--- START DATA LINES ---
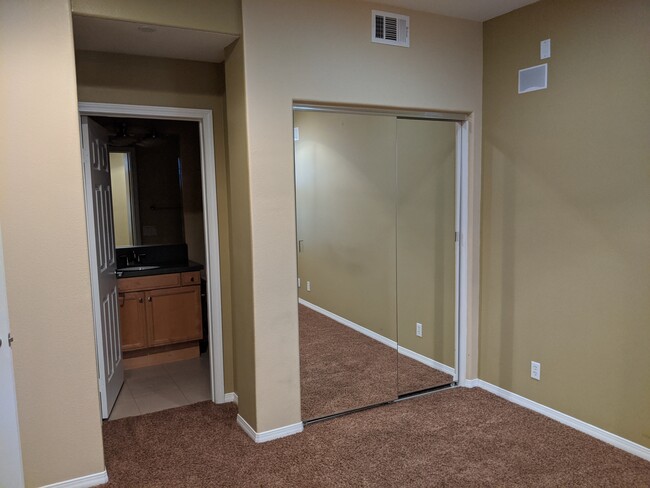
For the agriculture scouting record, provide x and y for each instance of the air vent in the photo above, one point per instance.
(533, 79)
(390, 28)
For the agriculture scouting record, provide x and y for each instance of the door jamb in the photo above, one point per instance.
(210, 215)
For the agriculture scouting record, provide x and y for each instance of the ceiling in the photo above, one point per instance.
(117, 36)
(479, 10)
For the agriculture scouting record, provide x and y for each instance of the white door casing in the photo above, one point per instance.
(101, 250)
(11, 464)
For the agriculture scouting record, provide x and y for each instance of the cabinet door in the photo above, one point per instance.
(174, 315)
(133, 324)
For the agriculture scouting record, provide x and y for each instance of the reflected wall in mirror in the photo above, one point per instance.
(156, 179)
(376, 221)
(426, 253)
(125, 201)
(345, 197)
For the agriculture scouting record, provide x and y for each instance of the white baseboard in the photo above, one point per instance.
(470, 383)
(603, 435)
(269, 435)
(432, 363)
(82, 482)
(341, 320)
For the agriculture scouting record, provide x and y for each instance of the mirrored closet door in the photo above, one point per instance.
(345, 199)
(376, 222)
(426, 254)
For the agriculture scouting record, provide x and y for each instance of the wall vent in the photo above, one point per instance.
(533, 79)
(390, 28)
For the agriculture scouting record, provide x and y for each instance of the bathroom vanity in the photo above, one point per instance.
(160, 310)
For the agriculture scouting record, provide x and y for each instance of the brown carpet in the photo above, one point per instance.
(342, 369)
(460, 437)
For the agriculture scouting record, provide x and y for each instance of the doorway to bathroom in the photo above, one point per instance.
(162, 267)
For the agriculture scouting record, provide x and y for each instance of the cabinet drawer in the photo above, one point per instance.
(149, 282)
(191, 278)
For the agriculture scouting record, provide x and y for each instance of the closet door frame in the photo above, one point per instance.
(463, 270)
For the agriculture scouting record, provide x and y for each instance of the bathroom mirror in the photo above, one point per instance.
(376, 214)
(155, 175)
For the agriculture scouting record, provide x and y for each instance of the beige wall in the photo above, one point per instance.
(426, 249)
(240, 218)
(566, 234)
(441, 70)
(209, 15)
(139, 80)
(46, 254)
(345, 206)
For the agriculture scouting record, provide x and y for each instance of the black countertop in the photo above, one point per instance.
(133, 271)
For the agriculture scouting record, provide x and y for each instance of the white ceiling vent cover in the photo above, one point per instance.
(390, 28)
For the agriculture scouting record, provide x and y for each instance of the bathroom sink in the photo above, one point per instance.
(138, 268)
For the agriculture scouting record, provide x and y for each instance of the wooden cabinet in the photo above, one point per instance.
(133, 323)
(160, 310)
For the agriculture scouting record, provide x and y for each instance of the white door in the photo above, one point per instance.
(101, 244)
(11, 464)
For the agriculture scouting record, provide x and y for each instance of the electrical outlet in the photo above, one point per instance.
(535, 370)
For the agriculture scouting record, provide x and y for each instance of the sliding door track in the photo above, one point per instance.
(400, 398)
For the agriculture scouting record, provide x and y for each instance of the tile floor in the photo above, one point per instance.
(147, 390)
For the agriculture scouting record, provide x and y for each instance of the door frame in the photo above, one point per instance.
(11, 463)
(210, 215)
(464, 271)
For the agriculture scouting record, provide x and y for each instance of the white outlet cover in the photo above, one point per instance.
(545, 49)
(418, 329)
(535, 370)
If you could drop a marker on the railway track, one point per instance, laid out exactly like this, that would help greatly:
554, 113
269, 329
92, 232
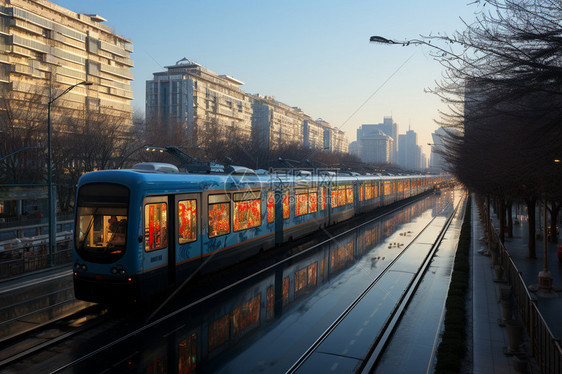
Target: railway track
130, 328
403, 296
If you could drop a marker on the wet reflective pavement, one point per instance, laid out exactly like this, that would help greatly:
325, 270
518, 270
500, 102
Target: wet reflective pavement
267, 323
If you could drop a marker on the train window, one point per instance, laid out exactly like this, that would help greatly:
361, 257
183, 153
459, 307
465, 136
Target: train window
187, 354
155, 226
301, 202
247, 210
219, 215
101, 222
286, 207
341, 195
334, 197
349, 193
312, 201
270, 206
187, 218
369, 192
360, 191
387, 188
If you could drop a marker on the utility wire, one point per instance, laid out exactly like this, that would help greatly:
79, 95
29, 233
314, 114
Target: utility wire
377, 90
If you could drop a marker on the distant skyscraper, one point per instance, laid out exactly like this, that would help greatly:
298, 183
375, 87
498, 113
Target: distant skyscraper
437, 163
390, 128
409, 153
374, 146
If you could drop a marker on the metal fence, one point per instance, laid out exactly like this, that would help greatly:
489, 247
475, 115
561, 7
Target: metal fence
545, 347
29, 251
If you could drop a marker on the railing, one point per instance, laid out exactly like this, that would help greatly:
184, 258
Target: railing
545, 347
29, 250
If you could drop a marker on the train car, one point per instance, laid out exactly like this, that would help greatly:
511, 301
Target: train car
140, 232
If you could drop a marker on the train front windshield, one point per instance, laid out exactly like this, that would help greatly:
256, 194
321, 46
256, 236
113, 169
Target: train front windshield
101, 222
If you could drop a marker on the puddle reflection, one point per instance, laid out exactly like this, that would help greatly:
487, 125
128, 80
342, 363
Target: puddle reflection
207, 337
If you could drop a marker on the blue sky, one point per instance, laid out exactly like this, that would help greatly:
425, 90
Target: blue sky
312, 54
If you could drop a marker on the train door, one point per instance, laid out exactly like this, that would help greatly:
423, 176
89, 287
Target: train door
156, 222
188, 241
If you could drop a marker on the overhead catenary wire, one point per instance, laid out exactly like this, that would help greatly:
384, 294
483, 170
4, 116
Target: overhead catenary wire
377, 90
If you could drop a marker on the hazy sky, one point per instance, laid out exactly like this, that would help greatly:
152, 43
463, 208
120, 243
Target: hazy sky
312, 54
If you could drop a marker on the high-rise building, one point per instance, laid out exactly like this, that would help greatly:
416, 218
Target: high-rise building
437, 163
275, 124
390, 128
45, 49
409, 152
339, 141
199, 100
194, 97
374, 145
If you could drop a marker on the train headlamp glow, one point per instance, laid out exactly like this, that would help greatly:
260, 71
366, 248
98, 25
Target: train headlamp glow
119, 270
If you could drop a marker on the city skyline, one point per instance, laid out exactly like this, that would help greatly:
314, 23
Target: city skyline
313, 55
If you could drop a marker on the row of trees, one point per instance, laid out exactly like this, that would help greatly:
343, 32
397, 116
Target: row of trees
503, 85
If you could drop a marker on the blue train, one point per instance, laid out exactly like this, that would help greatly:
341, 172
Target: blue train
139, 232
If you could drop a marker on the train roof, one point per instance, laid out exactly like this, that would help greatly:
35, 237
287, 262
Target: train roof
158, 174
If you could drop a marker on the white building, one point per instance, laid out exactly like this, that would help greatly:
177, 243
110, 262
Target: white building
374, 145
198, 99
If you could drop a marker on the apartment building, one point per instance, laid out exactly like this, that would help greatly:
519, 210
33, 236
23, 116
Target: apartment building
200, 100
339, 141
275, 124
45, 49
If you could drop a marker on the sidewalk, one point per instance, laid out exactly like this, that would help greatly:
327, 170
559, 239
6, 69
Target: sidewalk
489, 338
550, 305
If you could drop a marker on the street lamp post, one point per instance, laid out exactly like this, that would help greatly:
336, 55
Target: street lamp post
51, 194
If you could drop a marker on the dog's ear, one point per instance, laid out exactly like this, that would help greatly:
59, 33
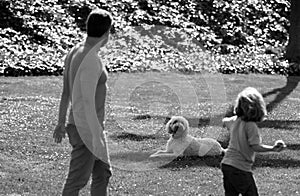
--- END DATA LINES ---
— SHORT TASK —
Recast all of the data above as a JSON list of strings, with one string per line and blank lines omitted. Leave the pictures out.

— RESULT OF THE EXERCISE —
[
  "For the agriculture scouting record, provide x and y for each instance of the air vent in the photo above, one point per instance.",
  "(533, 79)",
  "(390, 28)",
  "For the agriculture scouting record, provide x and y for each instance of the door jamb in the photo above, one point per instance.",
  "(210, 215)",
  "For the agriculture scouting record, provide x and y for each instance of the ceiling in the photo above, one point per instance.",
  "(117, 36)",
  "(479, 10)",
  "For the agriculture scouting record, provide x and y for each instance of the white door casing in the photo above, one point per instance.",
  "(101, 250)",
  "(11, 464)",
  "For the agriculture scouting record, provide x and y for each instance of the cabinet door in the photo above, one point per instance.",
  "(174, 315)",
  "(133, 324)",
  "For the agriculture scouting record, provide x and y for each instance of the reflected wall in mirror in the photo above, one point per instance.",
  "(156, 179)",
  "(376, 221)",
  "(426, 253)",
  "(125, 201)",
  "(345, 197)",
  "For the agriculture scouting record, provide x and y for each instance of the white baseboard in the photo above, one point per instance.",
  "(470, 383)",
  "(603, 435)",
  "(269, 435)",
  "(432, 363)",
  "(82, 482)",
  "(341, 320)",
  "For the agriculture scouting record, provide x and y for each instance of the mirrored closet door in the photo above, one point per instance.",
  "(345, 199)",
  "(376, 222)",
  "(426, 254)",
  "For the agriculture scouting record, provide x and y for each instance of the wall vent in the photo above, one point per instance.",
  "(533, 79)",
  "(390, 28)",
  "For the agriculture scouting record, provide x and y for each instance of the bathroom vanity in the photo above, one point per instance.",
  "(160, 310)",
  "For the agriculture scouting record, provide x and y for each instance of the brown carpet in the photo above, one point per instance.",
  "(342, 369)",
  "(460, 437)",
  "For the agriculture scouting record, provide x and y for each instance of the doorway to bathroom in the photo above, one point per instance.",
  "(162, 267)",
  "For the agriculture scouting record, provide x and y for each instance of the cabinet drawer in the photo above, one point per instance.",
  "(149, 282)",
  "(191, 278)",
  "For the agriculture scouting record, provide x and y for each instance of the closet door frame in the photo above, one point per instance.",
  "(463, 270)",
  "For the agriculture scouting record, provide x and y for each instance of the bathroom mirror in the photo above, one point per instance.",
  "(376, 214)",
  "(155, 175)",
  "For the agriculture scouting record, provide x and y for each instance of the beige wall in the photo above, one point per instance.",
  "(426, 249)",
  "(240, 218)",
  "(566, 234)",
  "(441, 70)",
  "(209, 15)",
  "(139, 80)",
  "(46, 254)",
  "(345, 206)",
  "For the agriculture scouting record, provide x and y for each instance of the black countertop in the photo above, one point per instance.",
  "(133, 271)",
  "For the agriculture scouting record, provide x and y for each instance of the white ceiling vent cover in the photo above, one point per instance.",
  "(390, 28)",
  "For the agriculture scouting record, provide x and y for each instance of the bathroom sink in the photo above, one point per instance.",
  "(138, 268)",
  "For the agriculture scouting record, provide x and y for each instance of the wooden cabinet in the photo above, one point per instance.",
  "(133, 323)",
  "(160, 310)",
  "For the agriculture scouting record, provide x and y for each instance of the white door in the photo above, one point per instance.",
  "(101, 244)",
  "(11, 464)",
  "For the agriculture scouting record, provide x and y for each instance of the electrical outlet in the photo above, one point per instance.",
  "(535, 370)",
  "For the agriculture scouting record, provide x and y for each instance of the sliding door track in the photo above, one point per instance.",
  "(400, 398)",
  "For the agriculture scouting record, provide x and y for each instance of the tile floor in the photo above, one point per instance.",
  "(147, 390)",
  "For the agriculture scouting record, provide x and y for each instance of the door frame in the photo above, one point per instance.",
  "(11, 463)",
  "(210, 215)",
  "(464, 271)",
  "For the agriculture scouting record, provide x and y for each instance of the white outlet cover in the photo above, one point per instance.",
  "(545, 49)",
  "(418, 329)",
  "(535, 370)",
  "If you could drop a marker on the railway track, one point per instance, laid out exactly like this, that would help greatly:",
  "554, 113",
  "269, 329",
  "92, 232",
  "Target: railway track",
  "130, 328",
  "403, 296",
  "If you could drop a marker on the wet reflective pavement, one point per instance, laid out exactly like this, that would help greatly:",
  "325, 270",
  "518, 270",
  "500, 102",
  "Target: wet reflective pavement",
  "267, 323",
  "If you could drop a marker on the train window, one point per instance, laid out exactly like this, that would help greatly:",
  "361, 257",
  "183, 153",
  "459, 307",
  "465, 136",
  "Target: train window",
  "187, 354",
  "155, 226",
  "301, 202",
  "247, 210",
  "219, 215",
  "101, 222",
  "286, 207",
  "341, 195",
  "334, 197",
  "349, 193",
  "312, 201",
  "270, 206",
  "187, 218",
  "369, 192",
  "360, 191",
  "387, 188",
  "If you could drop a marker on the utility wire, one point per instance, laid out exactly like this, that would help greatly:",
  "79, 95",
  "29, 233",
  "314, 114",
  "Target: utility wire",
  "377, 90",
  "If you could drop a marker on the distant skyscraper, one point per instance, laid out exactly like this, that would help greatly:",
  "298, 183",
  "375, 87",
  "498, 113",
  "Target: distant skyscraper",
  "437, 163",
  "390, 128",
  "409, 153",
  "374, 146",
  "If you could drop a marker on the metal fence, one point per instance, laid out exactly like this, that would help greatly:",
  "489, 247",
  "475, 115",
  "561, 7",
  "Target: metal fence",
  "545, 347",
  "29, 251",
  "If you could drop a marker on the railing, one point per instance, laid out exactly like this, that would help greatly:",
  "184, 258",
  "Target: railing",
  "545, 347",
  "29, 250",
  "If you could drop a marker on the train car, one point per instance, laid out exactly like this, that would help greatly:",
  "511, 301",
  "Target: train car",
  "140, 232",
  "If you could drop a marker on the train front windshield, one point per instance, laid out exactly like this, that would help greatly:",
  "256, 194",
  "321, 46",
  "256, 236",
  "113, 169",
  "Target: train front windshield",
  "101, 222",
  "If you could drop a marker on the puddle reflection, one point per instance, laid out exactly like this, that would help greatly:",
  "487, 125",
  "128, 80",
  "342, 363",
  "Target: puddle reflection",
  "207, 337",
  "If you could drop a marker on the blue sky, one point per instance, laid out exactly like this, that would help greatly:",
  "425, 90",
  "Target: blue sky",
  "312, 54",
  "If you could drop a marker on the train door, one point per instance, laid out exactly like this, that would help greatly:",
  "423, 176",
  "89, 287",
  "Target: train door",
  "156, 222",
  "188, 241",
  "If you could drop a marker on the overhead catenary wire, one point per instance, laid out exactly like this, that would help greatly:",
  "384, 294",
  "483, 170",
  "4, 116",
  "Target: overhead catenary wire",
  "377, 90",
  "If you could drop a marker on the hazy sky, one point per instance, laid out exactly like this, that would help greatly:",
  "152, 43",
  "463, 208",
  "120, 243",
  "Target: hazy sky",
  "312, 54",
  "If you could drop a marker on the high-rise building, one point per instance, laid out exactly like this, that would help greatly:",
  "416, 218",
  "Target: high-rise building",
  "437, 163",
  "275, 124",
  "390, 128",
  "45, 49",
  "409, 152",
  "339, 141",
  "199, 100",
  "194, 97",
  "374, 145",
  "If you could drop a marker on the train headlamp glow, one point per instance, laid out exactly like this, that would help greatly:",
  "260, 71",
  "366, 248",
  "98, 25",
  "Target: train headlamp glow",
  "119, 270",
  "If you could drop a marker on the city skyline, one point per instance, laid out exactly like this, that would help greatly:",
  "314, 23",
  "Target: city skyline",
  "313, 55",
  "If you could drop a marker on the row of trees, one point per instance, laid out exactly like this, that would help greatly:",
  "343, 32",
  "397, 116",
  "Target: row of trees",
  "503, 85",
  "If you could drop a marker on the blue train, one point per instance, laid out exactly like this, that would help greatly:",
  "341, 172",
  "Target: blue train",
  "139, 232",
  "If you could drop a marker on the train roof, one point per instance, laid out exactly like this, that would help greatly:",
  "35, 237",
  "287, 262",
  "Target: train roof",
  "158, 174",
  "If you could drop a marker on the white building, one point per instance, laid out exactly like this, that would help greatly:",
  "177, 243",
  "110, 262",
  "Target: white building",
  "374, 145",
  "198, 99",
  "If you could drop a marker on the apartment building, one point per instance, laid out exactly like this, that would help greatly:",
  "519, 210",
  "33, 236",
  "23, 116",
  "Target: apartment building",
  "200, 100",
  "339, 141",
  "275, 124",
  "45, 49",
  "If you could drop a marker on the sidewalk, one point per instance, laid out exactly like this, that would help greatly:",
  "327, 170",
  "559, 239",
  "6, 69",
  "Target: sidewalk",
  "489, 338",
  "550, 305",
  "If you could drop a marker on the street lamp post, one point per instance, laid out exactly like this, that would help greatly:",
  "336, 55",
  "Target: street lamp post",
  "51, 194",
  "If you could drop a marker on the dog's ear, one point per instance, laid out exactly like this, that would help greatly:",
  "59, 33"
]